WHAT YOU HAVE TO DO:
Copy out the stretch of entries from the line containing "Target: blue t-shirt" through the last line of the entries below, word for word, both ends included.

INPUT ROWS:
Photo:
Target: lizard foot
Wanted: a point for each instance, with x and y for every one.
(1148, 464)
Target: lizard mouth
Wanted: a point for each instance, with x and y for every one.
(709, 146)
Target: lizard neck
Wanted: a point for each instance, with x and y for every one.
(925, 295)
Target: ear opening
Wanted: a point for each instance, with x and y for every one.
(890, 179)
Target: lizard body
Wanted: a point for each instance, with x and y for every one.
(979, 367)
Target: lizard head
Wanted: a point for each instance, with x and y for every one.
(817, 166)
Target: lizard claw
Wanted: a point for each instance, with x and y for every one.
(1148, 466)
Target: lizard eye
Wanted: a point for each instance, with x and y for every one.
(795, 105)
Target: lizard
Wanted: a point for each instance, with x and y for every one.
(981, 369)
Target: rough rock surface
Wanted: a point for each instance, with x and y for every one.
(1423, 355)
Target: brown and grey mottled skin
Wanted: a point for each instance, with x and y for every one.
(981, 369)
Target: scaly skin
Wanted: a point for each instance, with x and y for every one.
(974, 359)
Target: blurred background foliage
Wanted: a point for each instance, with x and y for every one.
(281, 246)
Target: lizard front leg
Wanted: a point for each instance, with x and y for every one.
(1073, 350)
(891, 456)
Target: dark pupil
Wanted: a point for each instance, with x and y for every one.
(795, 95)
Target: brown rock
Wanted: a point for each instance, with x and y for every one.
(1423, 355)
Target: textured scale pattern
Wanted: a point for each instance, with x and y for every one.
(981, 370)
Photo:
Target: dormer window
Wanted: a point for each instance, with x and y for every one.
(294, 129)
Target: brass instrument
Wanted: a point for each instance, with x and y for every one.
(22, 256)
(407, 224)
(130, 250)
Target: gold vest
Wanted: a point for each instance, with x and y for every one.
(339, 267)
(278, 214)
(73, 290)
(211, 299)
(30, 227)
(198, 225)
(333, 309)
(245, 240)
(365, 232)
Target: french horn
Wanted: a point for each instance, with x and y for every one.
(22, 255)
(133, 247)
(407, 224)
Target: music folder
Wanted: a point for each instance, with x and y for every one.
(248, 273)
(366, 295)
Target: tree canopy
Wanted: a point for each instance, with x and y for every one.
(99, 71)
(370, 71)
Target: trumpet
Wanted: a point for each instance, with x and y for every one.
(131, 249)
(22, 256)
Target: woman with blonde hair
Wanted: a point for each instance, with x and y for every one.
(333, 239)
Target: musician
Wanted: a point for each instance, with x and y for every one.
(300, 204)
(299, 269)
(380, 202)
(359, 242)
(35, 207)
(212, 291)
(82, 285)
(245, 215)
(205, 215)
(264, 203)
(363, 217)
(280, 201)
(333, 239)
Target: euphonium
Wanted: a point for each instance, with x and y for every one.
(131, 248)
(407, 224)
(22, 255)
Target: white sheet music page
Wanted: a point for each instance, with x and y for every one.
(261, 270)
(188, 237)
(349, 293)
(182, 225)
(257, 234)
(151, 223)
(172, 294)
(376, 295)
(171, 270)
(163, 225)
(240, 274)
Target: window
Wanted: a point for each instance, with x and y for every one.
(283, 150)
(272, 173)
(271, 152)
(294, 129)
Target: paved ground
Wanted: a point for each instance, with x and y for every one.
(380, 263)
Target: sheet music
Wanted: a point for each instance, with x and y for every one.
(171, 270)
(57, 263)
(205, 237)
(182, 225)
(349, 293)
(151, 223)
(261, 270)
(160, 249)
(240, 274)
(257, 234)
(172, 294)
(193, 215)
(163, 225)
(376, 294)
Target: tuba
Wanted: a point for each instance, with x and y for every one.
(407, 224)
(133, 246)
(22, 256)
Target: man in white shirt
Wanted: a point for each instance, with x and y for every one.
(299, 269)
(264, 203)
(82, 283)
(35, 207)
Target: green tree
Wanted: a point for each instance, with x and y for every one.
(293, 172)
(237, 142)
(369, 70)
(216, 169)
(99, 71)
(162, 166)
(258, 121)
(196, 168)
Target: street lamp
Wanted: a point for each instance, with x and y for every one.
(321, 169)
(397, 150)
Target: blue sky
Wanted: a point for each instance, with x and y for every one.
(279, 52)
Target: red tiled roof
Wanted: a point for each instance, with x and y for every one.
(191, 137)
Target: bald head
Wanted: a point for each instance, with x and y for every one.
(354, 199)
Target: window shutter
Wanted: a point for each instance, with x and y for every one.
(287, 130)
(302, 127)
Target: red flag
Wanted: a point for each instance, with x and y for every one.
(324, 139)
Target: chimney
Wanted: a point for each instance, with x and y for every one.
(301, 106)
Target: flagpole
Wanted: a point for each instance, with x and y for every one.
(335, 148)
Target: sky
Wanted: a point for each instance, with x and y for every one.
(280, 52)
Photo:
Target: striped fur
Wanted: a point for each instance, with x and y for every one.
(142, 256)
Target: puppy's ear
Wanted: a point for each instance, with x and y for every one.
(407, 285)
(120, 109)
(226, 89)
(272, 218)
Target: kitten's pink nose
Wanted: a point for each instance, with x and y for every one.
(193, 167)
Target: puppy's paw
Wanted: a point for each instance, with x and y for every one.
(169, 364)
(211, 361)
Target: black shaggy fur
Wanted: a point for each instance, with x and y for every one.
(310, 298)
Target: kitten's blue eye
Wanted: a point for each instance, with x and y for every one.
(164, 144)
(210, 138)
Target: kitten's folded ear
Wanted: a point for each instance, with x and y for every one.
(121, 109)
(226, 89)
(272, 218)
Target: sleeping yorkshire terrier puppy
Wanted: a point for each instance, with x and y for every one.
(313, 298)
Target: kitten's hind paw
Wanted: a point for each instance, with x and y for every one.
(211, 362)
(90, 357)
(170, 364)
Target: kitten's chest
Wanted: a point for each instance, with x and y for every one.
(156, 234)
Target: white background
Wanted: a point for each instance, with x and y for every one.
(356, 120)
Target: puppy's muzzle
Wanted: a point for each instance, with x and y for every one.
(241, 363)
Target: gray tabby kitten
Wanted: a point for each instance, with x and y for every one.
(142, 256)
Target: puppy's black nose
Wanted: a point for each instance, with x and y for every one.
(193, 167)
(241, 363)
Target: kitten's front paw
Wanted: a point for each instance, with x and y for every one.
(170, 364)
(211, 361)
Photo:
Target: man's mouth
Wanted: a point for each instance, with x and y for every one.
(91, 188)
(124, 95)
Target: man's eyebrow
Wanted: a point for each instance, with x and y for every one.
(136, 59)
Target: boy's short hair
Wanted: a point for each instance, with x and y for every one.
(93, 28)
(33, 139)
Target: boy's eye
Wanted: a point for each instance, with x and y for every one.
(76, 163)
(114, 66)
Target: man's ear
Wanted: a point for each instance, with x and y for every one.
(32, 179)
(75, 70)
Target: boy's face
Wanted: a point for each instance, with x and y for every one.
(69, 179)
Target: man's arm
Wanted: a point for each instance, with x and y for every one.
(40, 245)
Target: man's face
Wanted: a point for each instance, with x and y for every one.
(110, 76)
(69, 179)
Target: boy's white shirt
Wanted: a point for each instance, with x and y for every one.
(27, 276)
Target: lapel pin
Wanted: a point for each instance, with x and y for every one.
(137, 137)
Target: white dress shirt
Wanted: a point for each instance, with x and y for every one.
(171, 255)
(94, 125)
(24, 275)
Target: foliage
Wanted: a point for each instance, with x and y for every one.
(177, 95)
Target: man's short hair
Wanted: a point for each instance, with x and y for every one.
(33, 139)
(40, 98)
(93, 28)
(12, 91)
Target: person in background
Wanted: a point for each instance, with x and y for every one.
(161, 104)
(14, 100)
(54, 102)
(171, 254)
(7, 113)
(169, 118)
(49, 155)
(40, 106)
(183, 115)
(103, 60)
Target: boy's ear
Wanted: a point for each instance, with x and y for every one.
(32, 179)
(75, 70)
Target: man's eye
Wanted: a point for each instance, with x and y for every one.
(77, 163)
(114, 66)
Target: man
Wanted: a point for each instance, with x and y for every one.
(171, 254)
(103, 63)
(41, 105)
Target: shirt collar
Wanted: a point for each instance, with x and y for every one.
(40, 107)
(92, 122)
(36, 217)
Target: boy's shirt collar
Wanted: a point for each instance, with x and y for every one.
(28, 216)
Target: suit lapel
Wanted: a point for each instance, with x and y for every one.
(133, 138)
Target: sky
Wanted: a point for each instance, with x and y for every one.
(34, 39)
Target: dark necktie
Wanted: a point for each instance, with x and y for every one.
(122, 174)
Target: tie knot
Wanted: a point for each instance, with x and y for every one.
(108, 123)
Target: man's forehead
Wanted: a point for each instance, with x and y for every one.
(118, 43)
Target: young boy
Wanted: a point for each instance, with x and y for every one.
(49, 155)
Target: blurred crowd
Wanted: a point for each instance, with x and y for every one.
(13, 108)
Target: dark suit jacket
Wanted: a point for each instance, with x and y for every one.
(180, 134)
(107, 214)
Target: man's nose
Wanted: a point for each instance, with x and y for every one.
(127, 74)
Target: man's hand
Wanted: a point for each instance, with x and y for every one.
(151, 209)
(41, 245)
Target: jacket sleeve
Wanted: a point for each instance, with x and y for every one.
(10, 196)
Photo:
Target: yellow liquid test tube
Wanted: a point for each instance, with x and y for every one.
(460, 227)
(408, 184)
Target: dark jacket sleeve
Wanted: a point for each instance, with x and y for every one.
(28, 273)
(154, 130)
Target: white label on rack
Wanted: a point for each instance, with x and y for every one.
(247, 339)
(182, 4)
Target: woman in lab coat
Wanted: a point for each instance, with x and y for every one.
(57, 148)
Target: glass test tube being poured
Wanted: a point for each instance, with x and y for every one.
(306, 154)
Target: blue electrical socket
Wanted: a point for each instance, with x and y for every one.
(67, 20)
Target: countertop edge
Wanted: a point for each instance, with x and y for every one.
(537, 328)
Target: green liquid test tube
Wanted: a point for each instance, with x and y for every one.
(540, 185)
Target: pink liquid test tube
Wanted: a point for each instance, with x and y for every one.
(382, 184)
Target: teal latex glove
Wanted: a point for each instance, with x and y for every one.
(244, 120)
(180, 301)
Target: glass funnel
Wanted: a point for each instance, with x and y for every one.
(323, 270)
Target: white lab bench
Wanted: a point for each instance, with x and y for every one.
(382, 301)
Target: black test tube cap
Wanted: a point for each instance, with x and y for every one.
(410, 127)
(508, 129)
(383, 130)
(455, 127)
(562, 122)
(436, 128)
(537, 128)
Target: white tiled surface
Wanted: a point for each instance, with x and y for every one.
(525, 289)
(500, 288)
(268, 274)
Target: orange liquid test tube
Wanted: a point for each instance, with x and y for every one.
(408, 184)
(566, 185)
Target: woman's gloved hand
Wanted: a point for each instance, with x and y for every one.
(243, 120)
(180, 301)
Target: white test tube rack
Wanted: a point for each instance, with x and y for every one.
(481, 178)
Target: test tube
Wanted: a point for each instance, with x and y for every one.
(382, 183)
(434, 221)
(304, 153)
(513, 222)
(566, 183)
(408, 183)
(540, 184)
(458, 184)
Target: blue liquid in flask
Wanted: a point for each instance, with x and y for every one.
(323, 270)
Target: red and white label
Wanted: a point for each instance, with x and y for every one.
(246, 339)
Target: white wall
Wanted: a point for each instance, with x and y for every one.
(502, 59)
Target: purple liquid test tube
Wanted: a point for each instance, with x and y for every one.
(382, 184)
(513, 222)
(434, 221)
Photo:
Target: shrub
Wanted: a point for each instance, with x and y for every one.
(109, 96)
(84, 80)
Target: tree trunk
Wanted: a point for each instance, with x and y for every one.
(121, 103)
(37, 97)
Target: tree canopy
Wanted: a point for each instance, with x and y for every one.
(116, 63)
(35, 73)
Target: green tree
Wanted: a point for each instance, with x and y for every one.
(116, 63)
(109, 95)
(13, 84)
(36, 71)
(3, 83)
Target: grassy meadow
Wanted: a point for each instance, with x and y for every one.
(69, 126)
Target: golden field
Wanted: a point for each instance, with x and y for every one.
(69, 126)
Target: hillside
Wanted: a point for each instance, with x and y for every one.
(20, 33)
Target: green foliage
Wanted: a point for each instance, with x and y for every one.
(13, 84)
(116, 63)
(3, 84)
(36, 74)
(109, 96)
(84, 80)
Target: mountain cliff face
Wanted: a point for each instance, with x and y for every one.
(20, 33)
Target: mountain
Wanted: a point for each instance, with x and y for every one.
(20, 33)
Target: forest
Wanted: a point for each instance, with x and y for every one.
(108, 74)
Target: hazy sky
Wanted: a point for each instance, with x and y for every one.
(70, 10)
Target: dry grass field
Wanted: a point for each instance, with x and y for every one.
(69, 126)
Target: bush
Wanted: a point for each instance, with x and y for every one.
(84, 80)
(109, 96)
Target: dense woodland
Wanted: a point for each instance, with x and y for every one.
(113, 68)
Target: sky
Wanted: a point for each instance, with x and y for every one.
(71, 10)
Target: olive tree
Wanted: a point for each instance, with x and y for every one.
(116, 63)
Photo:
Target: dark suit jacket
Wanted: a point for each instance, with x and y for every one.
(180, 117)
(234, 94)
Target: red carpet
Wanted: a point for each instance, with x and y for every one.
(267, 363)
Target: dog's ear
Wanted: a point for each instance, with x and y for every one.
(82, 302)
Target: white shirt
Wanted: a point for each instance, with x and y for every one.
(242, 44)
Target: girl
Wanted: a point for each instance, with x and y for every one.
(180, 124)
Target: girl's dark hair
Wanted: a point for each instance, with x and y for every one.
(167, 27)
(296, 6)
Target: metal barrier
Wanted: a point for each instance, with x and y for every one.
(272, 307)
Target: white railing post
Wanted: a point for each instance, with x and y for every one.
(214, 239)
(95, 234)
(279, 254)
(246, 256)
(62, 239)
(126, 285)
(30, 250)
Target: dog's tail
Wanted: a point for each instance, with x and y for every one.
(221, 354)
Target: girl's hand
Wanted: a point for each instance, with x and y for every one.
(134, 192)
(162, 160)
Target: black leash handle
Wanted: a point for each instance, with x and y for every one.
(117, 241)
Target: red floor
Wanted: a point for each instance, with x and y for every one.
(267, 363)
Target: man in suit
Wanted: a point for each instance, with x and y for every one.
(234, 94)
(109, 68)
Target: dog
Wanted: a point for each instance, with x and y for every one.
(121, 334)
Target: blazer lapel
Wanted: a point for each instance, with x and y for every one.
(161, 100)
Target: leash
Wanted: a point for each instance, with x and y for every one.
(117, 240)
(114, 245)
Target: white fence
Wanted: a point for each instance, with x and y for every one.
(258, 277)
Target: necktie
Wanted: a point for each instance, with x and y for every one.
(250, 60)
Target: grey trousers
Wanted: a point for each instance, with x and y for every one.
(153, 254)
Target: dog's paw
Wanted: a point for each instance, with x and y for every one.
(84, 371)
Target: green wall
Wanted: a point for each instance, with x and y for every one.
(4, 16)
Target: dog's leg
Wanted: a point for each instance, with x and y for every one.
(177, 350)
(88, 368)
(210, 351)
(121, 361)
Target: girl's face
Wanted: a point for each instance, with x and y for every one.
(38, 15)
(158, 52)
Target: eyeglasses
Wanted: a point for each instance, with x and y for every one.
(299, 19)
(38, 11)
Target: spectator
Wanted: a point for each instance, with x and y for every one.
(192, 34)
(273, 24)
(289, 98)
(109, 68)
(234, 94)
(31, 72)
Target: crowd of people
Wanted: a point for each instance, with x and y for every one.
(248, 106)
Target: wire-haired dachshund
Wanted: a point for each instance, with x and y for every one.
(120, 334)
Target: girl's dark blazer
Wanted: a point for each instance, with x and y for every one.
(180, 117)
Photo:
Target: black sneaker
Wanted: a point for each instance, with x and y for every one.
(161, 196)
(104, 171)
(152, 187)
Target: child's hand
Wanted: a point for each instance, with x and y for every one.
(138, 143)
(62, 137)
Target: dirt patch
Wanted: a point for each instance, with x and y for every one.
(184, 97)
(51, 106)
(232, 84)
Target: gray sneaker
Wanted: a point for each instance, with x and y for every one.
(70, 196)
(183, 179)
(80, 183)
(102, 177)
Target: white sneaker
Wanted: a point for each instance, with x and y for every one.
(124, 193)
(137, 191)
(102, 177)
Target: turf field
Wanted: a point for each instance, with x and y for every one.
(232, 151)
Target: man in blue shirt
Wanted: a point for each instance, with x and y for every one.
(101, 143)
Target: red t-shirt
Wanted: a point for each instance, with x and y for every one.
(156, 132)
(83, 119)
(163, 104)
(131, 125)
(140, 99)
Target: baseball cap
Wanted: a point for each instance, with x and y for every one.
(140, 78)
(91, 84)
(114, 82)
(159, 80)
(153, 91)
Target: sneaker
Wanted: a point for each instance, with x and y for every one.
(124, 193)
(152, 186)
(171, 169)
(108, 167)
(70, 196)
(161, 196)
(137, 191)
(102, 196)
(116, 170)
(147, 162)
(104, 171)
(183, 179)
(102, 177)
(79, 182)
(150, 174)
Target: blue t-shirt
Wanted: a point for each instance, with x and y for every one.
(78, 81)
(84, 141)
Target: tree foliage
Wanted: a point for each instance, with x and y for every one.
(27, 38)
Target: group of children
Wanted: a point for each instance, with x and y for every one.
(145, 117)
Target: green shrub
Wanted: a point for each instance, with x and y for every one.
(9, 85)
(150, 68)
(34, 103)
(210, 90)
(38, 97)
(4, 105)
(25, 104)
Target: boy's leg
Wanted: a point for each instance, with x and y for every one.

SOLUTION:
Target: blue t-shirt
Wanted: a point for each instance, with x and y for every one.
(78, 81)
(84, 141)
Target: tree foliage
Wanted: a point for each instance, with x and y for every one.
(27, 38)
Target: group of children
Wanted: a point for each instance, with x and y for every one.
(145, 117)
Target: green shrub
Wanted: a point for each instance, with x and y for every one.
(9, 85)
(150, 68)
(34, 103)
(210, 90)
(38, 97)
(4, 105)
(25, 104)
Target: boy's leg
Wanted: a point for each instance, with x and y for every one.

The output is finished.